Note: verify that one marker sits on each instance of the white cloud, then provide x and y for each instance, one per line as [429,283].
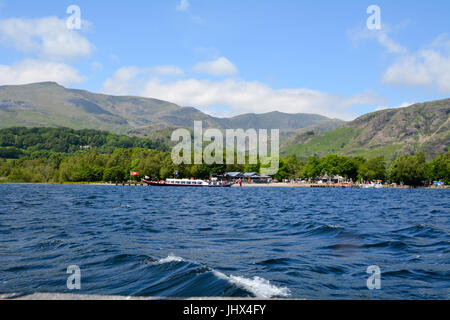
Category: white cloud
[30,71]
[242,96]
[183,5]
[167,71]
[427,67]
[48,37]
[219,67]
[382,36]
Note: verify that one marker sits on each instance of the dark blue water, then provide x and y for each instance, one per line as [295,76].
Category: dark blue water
[263,242]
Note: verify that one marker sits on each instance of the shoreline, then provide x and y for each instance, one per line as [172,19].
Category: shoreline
[244,185]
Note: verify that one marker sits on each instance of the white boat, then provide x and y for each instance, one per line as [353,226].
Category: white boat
[187,183]
[377,185]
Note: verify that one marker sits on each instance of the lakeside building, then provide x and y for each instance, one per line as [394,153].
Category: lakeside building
[248,177]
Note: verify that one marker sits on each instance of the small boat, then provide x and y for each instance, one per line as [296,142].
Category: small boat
[377,185]
[187,183]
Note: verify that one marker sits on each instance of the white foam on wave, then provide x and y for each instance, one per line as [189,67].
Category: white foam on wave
[169,258]
[260,287]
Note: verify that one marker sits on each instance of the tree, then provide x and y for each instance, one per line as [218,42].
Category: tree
[411,170]
[440,168]
[114,174]
[312,168]
[374,169]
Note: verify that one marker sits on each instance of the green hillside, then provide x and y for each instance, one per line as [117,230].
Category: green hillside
[48,104]
[420,127]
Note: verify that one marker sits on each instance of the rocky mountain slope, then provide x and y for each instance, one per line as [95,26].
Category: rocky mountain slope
[49,104]
[420,127]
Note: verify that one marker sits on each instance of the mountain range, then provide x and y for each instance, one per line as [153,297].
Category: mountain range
[49,104]
[419,127]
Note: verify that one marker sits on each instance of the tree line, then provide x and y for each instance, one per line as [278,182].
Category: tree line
[96,166]
[18,142]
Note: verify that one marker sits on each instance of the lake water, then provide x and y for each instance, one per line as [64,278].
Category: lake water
[259,242]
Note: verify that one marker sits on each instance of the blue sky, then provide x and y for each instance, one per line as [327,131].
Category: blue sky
[228,57]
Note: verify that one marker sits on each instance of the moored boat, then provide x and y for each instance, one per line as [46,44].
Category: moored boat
[187,183]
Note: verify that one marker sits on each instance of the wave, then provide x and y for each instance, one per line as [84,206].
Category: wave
[258,286]
[169,258]
[324,229]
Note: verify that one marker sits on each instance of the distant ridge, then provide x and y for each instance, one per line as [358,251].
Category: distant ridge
[419,127]
[50,104]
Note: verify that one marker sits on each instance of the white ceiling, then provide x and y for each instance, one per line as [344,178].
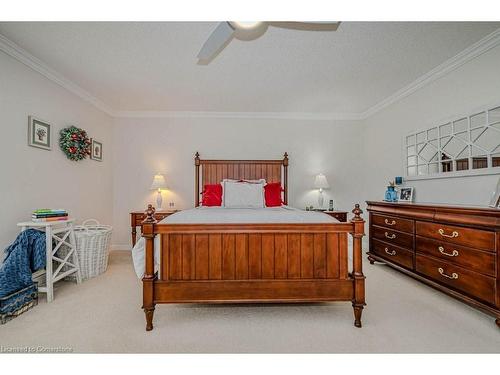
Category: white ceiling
[153,66]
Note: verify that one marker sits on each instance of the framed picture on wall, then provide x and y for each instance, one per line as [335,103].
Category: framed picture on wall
[38,133]
[96,151]
[495,198]
[405,194]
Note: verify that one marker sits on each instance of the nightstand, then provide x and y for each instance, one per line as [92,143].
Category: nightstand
[137,217]
[339,215]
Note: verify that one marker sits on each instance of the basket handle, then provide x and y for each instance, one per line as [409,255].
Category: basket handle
[90,221]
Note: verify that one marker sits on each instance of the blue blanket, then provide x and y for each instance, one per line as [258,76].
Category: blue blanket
[24,256]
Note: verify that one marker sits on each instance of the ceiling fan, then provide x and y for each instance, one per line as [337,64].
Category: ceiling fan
[227,30]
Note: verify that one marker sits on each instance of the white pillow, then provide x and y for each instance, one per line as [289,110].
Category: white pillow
[242,195]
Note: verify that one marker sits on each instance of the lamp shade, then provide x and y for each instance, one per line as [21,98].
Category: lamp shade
[158,182]
[320,182]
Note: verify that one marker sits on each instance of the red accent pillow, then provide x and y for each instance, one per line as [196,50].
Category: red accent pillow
[272,194]
[212,195]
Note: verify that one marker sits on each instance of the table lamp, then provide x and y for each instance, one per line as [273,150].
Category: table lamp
[320,182]
[158,184]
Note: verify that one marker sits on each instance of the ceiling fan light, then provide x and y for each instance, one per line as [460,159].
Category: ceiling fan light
[246,25]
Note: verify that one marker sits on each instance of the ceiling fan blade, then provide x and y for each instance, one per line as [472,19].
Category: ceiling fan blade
[307,26]
[216,42]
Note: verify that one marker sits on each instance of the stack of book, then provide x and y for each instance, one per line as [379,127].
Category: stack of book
[47,214]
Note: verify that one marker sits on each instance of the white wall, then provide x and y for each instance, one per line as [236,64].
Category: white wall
[473,85]
[33,178]
[146,146]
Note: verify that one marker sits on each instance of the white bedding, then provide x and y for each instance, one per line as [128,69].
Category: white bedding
[221,215]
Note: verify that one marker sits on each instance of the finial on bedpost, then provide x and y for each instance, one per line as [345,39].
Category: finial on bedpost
[285,159]
[357,213]
[150,212]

★ ★ ★ ★ ★

--- PROBLEM ---
Give every line of the listing above again, exactly, with no images.

--- ANSWER BELOW ---
Note: verify that one marker sits on each instance of the white cloud, then provide x and y for each instance, one per line as [429,283].
Category: white cloud
[30,71]
[242,96]
[183,5]
[167,71]
[427,67]
[48,37]
[219,67]
[382,36]
Note: verify that one marker sits on each instance of the dark blue water, then provide x and y for each instance, one per line as [295,76].
Category: dark blue water
[263,242]
Note: verify that one marker sits on each instance of the shoreline, then provide x and y for each instance, one per line as [172,19].
Category: shoreline
[244,185]
Note: verify that one marker sits on each instance of the white boat, then provide x and y for each instance, one per line as [353,226].
Category: white boat
[187,183]
[377,185]
Note: verify that one marker sits on each instance of the lakeside building, then provide x and y for each instance, one per line as [394,153].
Category: lakeside building
[248,177]
Note: verify that one marker sits on each instance of the small boat, then provide x and y for each instance, one per line as [296,142].
Category: small boat
[377,185]
[187,183]
Note: verify that one marker sits on each instance of the white foam on wave, then provide x and y for each instance, one per line as [189,67].
Category: white foam on wave
[169,258]
[260,287]
Note: verify that one marker sits on each instance of the tree, then provide x and y for each instance, one per line as [218,42].
Category: tree
[411,170]
[440,168]
[114,174]
[312,168]
[374,169]
Note: verify that one marker sits on each instance of the green hillside, then provide x and y for each instance, one per line as [117,230].
Category: green hillside
[48,104]
[420,127]
Note: verify that one marker sits on each instance of the rocky mountain slope, then provide x and y for each instance, one per line as [95,26].
Category: rocky mountain slope
[49,104]
[420,127]
Note: verify that one marker sits on each instance of the mountain range, then provide x and y for each instance, one per line as [153,297].
Category: mountain range
[49,104]
[419,127]
Note: verify that one marker sits on each instance of the tree line, then provide x and y for each instance, one per line as [278,182].
Category: tree line
[96,166]
[18,142]
Note: verify that one marker sits on each instance of the lake water, then provide x and y for each instance, one per line as [64,278].
Category: lake water
[259,242]
Note: verify that one marker sits on each instance of the blue sky, then provide x and y for each instance, one per line as [327,131].
Category: blue sky
[228,57]
Note: verify that one marker sits on each instance of the moored boat, then provide x and y for each instance, one per line as [46,44].
Category: moored boat
[187,183]
Note: verify that one marker sits on each instance of the wave, then provide x and y for each instance, one per line as [84,206].
Category: wave
[258,286]
[169,258]
[324,229]
Note: verify that one marker sits on each instance of the distant ridge, then provide x and y for each instance, one per line as [358,251].
Category: distant ridge
[419,127]
[50,104]
Note: verify that one marker sits on each instance of the white ceiling, then provide x and y for each instance, one per line as [344,178].
Category: white ceiling
[153,66]
Note: verify that one marker sits on each instance of the framed picture on wall, then provide x and y for each instance, one per line as [335,103].
Category: framed picture on wall
[38,133]
[96,151]
[495,198]
[405,194]
Note: verify that one marker sits on each instance of the nightstand, then provide x and y for each instance, one per line as [92,143].
Category: nightstand
[137,217]
[339,215]
Note: verify that one marker sits on each instance of the basket handle, then provide x and y for each instance, one per line as [409,255].
Category: basket handle
[90,221]
Note: verify that one marker sits on each instance of the blue blanket, then provide x and y for each instance, one per line as [258,76].
Category: blue blanket
[24,256]
Note: verify that one marker sits on each instance of the ceiling fan, then provide x and y for each instance, one per line as [337,64].
Category: ceiling fan
[227,30]
Note: verify that one marker sits on each instance of the white pillow, then provide x and y for each instance, one per line as [289,110].
Category: white pillow
[242,195]
Note: verify that one marker sits on each instance of the lamp shade, then provide x and y for each instance, one per line as [21,98].
Category: lamp shade
[158,182]
[320,182]
Note: verify that one marker sits on each instance of the red accent pillow, then provide x and y for each instance, one per line as [196,50].
Category: red accent pillow
[272,194]
[212,195]
Note: verify that one marker sits on each instance of the table lamp, then provide x and y for each instance, one per line as [273,150].
Category: table lamp
[320,182]
[158,184]
Note: verify that one marker sits on each instance of the ceiling fan light, then provide x and y for each instance, one per line as [460,159].
Category: ceiling fan light
[246,25]
Note: verify that one marker sits on each instance of the ceiling fan blade, then provide x and y for each instance, one per line as [472,19].
Category: ceiling fan blade
[307,26]
[216,42]
Note: verify that one marker sits on each instance of the stack of book, then provide x and y for each instance, one per line as [379,127].
Category: stack of book
[47,214]
Note: verify that one marker sits on each instance of the white wall, then provide x and y for each instance, one per line as [236,64].
Category: white wall
[473,85]
[33,178]
[146,146]
Note: verify that one marker sits on each instance of the white bedding, then provide x and y for each instance, one per line as [128,69].
Category: white bedding
[221,215]
Note: verify that one marker sits on each instance of the finial on bedpost, then provide x and y for each instance, one per line as [345,39].
Category: finial on bedpost
[285,159]
[357,213]
[150,212]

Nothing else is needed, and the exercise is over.